Stored items.
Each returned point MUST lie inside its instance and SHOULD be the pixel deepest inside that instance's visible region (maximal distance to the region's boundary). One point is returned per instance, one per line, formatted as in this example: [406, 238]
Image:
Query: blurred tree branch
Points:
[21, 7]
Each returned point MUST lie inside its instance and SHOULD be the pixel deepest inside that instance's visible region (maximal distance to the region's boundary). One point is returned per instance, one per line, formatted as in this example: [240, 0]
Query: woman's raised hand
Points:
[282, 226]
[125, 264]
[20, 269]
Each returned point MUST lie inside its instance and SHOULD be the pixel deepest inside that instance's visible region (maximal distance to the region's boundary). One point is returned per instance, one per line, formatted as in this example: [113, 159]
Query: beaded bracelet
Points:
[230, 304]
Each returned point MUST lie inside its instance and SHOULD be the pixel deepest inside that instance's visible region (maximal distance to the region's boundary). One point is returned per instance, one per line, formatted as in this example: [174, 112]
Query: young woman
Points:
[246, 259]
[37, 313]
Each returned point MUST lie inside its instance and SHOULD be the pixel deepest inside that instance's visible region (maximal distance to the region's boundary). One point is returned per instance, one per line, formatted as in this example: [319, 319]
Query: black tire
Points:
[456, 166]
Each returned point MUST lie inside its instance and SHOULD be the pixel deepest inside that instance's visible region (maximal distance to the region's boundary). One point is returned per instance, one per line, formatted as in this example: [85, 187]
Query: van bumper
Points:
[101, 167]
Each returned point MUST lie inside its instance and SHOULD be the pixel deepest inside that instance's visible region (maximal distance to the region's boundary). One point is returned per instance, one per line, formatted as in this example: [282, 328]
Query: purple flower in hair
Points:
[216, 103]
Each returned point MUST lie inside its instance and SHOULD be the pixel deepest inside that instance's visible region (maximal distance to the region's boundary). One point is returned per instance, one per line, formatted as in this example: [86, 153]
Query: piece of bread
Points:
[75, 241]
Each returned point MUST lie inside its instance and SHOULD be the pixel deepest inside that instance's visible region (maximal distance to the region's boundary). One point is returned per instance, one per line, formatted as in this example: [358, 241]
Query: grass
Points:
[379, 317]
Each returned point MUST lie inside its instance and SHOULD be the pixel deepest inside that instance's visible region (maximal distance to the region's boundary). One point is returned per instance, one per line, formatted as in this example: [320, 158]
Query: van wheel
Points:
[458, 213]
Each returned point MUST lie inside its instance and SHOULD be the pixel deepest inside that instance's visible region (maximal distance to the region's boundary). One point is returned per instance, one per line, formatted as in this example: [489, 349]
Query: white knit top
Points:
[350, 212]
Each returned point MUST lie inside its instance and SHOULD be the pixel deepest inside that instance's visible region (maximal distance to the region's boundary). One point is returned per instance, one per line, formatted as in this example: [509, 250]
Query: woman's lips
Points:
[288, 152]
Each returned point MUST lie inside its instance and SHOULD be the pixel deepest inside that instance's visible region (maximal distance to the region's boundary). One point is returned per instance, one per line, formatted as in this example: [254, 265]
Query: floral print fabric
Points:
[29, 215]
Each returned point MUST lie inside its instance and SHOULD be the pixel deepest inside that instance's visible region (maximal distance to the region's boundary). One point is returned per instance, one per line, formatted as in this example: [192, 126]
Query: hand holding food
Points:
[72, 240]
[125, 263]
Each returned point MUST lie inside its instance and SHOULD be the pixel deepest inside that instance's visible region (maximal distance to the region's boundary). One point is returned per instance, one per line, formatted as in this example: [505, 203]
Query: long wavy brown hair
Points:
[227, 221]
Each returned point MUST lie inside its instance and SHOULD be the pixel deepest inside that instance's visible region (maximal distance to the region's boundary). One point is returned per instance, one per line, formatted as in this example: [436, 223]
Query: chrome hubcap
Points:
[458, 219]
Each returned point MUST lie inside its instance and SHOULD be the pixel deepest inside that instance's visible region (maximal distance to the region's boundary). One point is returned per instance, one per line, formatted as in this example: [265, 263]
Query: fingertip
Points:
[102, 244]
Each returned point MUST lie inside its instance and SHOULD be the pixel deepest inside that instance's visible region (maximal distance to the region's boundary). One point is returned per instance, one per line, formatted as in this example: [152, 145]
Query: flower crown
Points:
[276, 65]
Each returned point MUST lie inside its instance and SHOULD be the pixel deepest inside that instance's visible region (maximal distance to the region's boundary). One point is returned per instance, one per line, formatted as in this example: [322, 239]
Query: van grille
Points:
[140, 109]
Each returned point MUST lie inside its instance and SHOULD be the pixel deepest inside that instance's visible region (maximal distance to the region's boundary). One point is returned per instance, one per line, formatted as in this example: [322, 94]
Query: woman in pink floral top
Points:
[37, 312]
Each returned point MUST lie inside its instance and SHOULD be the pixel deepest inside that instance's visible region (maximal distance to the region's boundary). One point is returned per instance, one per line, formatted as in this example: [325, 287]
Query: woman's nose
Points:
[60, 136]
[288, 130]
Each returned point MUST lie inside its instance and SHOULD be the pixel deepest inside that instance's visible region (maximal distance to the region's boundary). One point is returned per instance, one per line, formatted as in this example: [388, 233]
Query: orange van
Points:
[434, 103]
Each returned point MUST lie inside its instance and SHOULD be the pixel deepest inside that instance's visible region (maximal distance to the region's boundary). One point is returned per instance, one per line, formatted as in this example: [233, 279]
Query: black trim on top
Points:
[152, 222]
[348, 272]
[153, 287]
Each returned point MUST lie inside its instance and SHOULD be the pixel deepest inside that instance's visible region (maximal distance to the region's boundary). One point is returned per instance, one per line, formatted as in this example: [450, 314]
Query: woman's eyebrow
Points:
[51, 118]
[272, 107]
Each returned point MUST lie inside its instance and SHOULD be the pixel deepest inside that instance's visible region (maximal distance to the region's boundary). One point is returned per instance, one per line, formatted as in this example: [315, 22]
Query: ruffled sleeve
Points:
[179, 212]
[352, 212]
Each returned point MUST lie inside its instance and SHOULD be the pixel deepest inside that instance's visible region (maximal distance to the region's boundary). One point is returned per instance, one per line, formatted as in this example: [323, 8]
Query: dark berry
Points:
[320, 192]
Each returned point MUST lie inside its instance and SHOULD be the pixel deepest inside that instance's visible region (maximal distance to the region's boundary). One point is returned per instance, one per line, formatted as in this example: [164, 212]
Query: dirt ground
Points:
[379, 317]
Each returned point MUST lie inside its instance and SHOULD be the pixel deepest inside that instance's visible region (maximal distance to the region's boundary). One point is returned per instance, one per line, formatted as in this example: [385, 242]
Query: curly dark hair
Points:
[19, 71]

Instruction. Exactly as written, give the line containing "example: [164, 212]" and all remaining lines of the records.

Solution.
Each returned point MUST lie inside its instance and SHOULD be the pixel deepest inside that instance's visible region (maximal distance to the region's boundary). One point is returned per instance, one per line, formatted as in this example: [164, 212]
Query: dirt ground
Points:
[379, 317]
Each returned point MUST lie inside its instance and SHOULD be the pixel deepest inside that instance's visible region (maximal distance to the region's boundary). One point is returned per instance, one per line, formatted as in this example: [385, 242]
Query: curly dark hair
Points:
[19, 71]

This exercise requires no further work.